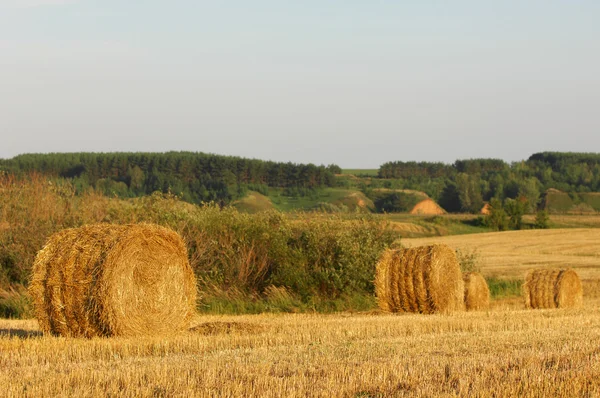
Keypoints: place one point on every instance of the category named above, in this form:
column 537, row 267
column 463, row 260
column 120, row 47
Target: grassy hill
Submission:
column 254, row 202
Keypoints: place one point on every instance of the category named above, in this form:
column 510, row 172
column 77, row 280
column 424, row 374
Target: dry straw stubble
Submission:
column 422, row 279
column 552, row 288
column 477, row 293
column 113, row 280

What to do :: Across the whole listing, reproduce each line verbatim and exclude every picture.

Final answer ::
Keypoints: place one point on every instance of the category named above, in this form:
column 537, row 267
column 463, row 260
column 120, row 47
Target: grassy hill
Submission:
column 254, row 202
Keypoints: place one point on every instance of the category named above, in this form:
column 510, row 172
column 77, row 280
column 424, row 374
Target: dry straw stubble
Submission:
column 422, row 279
column 552, row 288
column 477, row 293
column 113, row 280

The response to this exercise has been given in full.